--- Goal of the exercise ---
Go through the material and write it all out exactly, minus the pictures.

[Object location annotation data]
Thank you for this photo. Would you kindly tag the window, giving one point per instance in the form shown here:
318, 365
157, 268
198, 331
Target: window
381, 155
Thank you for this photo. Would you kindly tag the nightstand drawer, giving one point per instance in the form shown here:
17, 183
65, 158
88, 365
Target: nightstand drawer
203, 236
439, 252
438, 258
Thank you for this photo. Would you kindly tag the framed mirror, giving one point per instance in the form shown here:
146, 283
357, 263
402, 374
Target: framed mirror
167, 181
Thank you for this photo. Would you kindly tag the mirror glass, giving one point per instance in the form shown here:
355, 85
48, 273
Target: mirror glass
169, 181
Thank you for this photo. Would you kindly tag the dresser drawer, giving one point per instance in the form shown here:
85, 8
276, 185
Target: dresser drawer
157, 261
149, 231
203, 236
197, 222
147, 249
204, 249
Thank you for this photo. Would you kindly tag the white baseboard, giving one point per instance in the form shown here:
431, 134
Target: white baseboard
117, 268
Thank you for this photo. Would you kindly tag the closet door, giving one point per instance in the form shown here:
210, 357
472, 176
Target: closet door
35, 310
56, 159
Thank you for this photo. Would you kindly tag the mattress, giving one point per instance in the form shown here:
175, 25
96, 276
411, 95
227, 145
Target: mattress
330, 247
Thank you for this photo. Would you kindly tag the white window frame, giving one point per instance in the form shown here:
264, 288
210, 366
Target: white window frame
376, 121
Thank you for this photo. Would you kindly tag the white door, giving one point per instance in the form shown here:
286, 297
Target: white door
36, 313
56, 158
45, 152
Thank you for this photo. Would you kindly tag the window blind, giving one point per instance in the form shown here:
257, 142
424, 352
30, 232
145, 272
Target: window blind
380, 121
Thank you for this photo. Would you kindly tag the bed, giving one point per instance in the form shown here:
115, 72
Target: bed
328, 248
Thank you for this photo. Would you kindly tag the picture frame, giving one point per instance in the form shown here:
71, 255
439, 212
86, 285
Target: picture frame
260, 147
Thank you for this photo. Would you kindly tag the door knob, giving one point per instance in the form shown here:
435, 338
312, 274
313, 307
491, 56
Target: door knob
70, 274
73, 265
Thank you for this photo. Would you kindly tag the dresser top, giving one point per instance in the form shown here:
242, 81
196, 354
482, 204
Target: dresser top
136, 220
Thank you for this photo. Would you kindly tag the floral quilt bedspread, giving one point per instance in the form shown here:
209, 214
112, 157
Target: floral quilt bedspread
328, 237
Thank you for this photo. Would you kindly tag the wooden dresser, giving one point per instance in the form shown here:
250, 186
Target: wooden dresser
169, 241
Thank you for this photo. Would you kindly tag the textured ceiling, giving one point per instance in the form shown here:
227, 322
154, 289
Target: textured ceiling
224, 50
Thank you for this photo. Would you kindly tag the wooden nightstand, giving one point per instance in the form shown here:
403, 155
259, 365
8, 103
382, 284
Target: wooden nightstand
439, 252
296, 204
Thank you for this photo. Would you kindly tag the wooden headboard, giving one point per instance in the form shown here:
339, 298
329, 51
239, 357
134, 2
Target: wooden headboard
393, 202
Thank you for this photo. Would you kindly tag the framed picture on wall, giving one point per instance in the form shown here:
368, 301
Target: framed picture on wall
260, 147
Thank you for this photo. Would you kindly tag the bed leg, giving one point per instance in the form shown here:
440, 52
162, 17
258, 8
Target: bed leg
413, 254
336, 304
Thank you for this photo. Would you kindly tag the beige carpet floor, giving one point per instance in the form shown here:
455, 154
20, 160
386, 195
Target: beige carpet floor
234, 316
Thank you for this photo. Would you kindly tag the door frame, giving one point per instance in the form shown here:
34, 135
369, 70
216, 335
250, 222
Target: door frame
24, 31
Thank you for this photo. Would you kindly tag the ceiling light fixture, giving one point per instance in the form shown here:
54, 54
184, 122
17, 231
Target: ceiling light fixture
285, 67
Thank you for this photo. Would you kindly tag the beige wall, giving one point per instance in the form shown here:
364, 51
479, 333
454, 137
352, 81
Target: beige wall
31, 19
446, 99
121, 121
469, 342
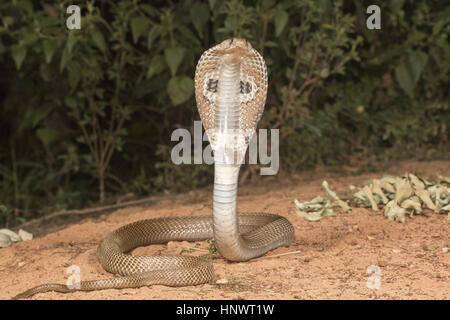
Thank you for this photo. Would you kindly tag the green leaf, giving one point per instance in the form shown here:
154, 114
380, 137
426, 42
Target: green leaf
65, 57
71, 41
417, 60
199, 16
18, 53
408, 73
180, 89
47, 136
154, 32
174, 56
157, 64
8, 21
138, 26
281, 19
49, 47
99, 40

--- Response to the task ---
Thank you for this photo. Would you kindly tag the window, giving one point per instance in the form shown here:
318, 365
157, 268
198, 331
Target: window
381, 155
Thank you for this photo. Would you kindly tag the nightstand drawer, giving one point per instance in the form shown here:
17, 183
65, 158
88, 365
Target: nightstand drawer
203, 236
439, 252
438, 258
Thank you for this photo. Would you kindly tag the framed mirror, giving one point per instance in the form shown here:
146, 283
357, 263
402, 374
Target: framed mirror
167, 181
Thank you for this photo. Would you kindly tag the mirror glass, giving one point per instance in the form shown here:
355, 85
48, 273
Target: mirror glass
169, 181
Thank you for this photo. Would you kindly tag the dresser drawer, giving one point per instance in the form shown here:
85, 8
276, 185
Target: dresser drawer
157, 261
149, 231
203, 236
197, 222
147, 249
204, 249
Thank you for this photo. Would you kindly tag the white baseboard, giving one point per instance in the form shown here:
431, 134
Target: white baseboard
117, 268
Thank you for this photo. Would you kindly tag the closet door, giving one point per instance in the form shown here:
210, 357
472, 176
Target: closet door
35, 310
56, 159
Thank you for this photo. Would you kindly tag the mattress, giving one point per instance in the form shown here:
175, 25
96, 276
411, 95
227, 145
Target: mattress
330, 247
Thank you for this photo. Would you kindly tag the white window frame, giving one point per instance in the form shown here:
264, 288
210, 366
Target: white window frame
376, 121
Thank you for this photo. Would you kindly tag the white door, giving one point per instance in the form shown here:
286, 297
Target: white door
36, 313
56, 158
45, 152
Thank you for this photo. Would you kindly tag the window blind, giving one point per instance in the form shown here:
257, 142
424, 352
30, 232
145, 272
Target: window blind
380, 121
Thank you for this photo. Would you kindly tag the bed, giving one point per instance in the form shown here:
115, 72
Target: bed
328, 248
Thank you for this photo. Would you kindly tag the picture frame, giving one point per instance in the form shown here:
71, 255
439, 212
86, 285
Target: picture frame
260, 147
Thank you for this photo. Would you kindly tag the door knob, giving one point per instance in the form shown here:
435, 338
312, 274
313, 307
491, 56
Target: door knob
70, 274
73, 265
Thank you for this photo. Would you kindly tag the dresser top, giving one point per instance in the form shown here:
242, 81
196, 354
482, 204
Target: dresser top
136, 220
Thank you for this photo. Would you kindly tag the floral quilt bedspread, giving one point per instance in the form shown here:
209, 214
112, 157
Target: floral quilt bedspread
328, 237
Thank you for this photo. Would you kindly tag the wooden dresser, giving one point per instance in the form shown here:
250, 186
Target: wooden dresser
169, 241
Thank you for this photo. Would you kindly tag the textured ceiling, giving one point per instance in the form shown here:
227, 322
154, 289
Target: textured ceiling
224, 50
Thank you for this photo. Would you kindly tag the wooden nightstand, giving one point per instance in the form shown here:
403, 155
259, 365
8, 103
382, 284
Target: wooden nightstand
439, 252
296, 204
Thank you for this photo. Would you kindly tag the wooden headboard, giving one point per instance in the form shown here:
339, 298
329, 51
239, 357
134, 2
Target: wooden headboard
393, 202
Thank you for this photo. Would you kindly tag the framed picture on wall, giving one point per instance in the form shown here:
368, 301
Target: framed picture on wall
260, 147
Thank you for this photo. Would you kindly tag the bed leg, giving one point per instance in the form shown here:
440, 52
162, 17
258, 8
Target: bed leg
413, 254
336, 304
Thank you for this photo. Would you kindly tag the beige carpet floor, giving one point per instance in the form shown here:
455, 154
20, 160
386, 195
Target: beige carpet floor
234, 316
Thank you for this photo. Would you kindly tag the door frame, giving one point per instance in the form shown here:
34, 135
369, 70
216, 335
250, 222
Target: door frame
24, 31
Thank you for this photo. Would you kindly tag the ceiling light fixture, giving one point per instance in the form shown here:
54, 54
184, 122
17, 231
Target: ceiling light fixture
285, 67
Thank you for this photo. Would you kindly tag the beige wall, giving one point per instance in the form shown here:
364, 51
479, 333
454, 137
352, 81
Target: beige wall
31, 19
446, 99
121, 121
469, 342
Thank you for this photo. Would you kindly tag the green leaf, giving one point per instance in the form shown here:
154, 114
380, 137
426, 42
Target: green leaf
65, 57
71, 41
417, 60
199, 16
18, 53
408, 73
180, 89
47, 136
154, 32
174, 56
157, 64
8, 21
138, 26
281, 19
49, 47
99, 40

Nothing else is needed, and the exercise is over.